## Données extraites
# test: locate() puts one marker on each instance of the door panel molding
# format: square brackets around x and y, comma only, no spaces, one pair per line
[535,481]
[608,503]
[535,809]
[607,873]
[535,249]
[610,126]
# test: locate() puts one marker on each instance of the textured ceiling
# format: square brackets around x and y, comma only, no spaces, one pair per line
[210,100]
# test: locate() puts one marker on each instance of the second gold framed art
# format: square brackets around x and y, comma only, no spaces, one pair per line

## Le problème
Reformulez l'ensemble des données ci-dessus en une liste JSON de chaînes, avec une chaîne par ligne et sans les lignes vides.

## Réponse complète
[
  "# test: locate() puts one marker on each instance of the door panel molding",
  "# format: square brackets around x and y, comma only, no spaces, one pair per line",
  "[535,481]",
  "[608,503]",
  "[535,809]",
  "[607,873]",
  "[535,249]",
  "[610,126]",
  "# test: locate() puts one marker on each instance of the textured ceiling",
  "# format: square brackets around x and y, comma only, no spaces, one pair per line",
  "[210,100]",
  "# test: locate() puts one marker on each instance of the second gold framed art",
  "# format: square brackets around x and y, comma only, no spaces, one pair per line"
]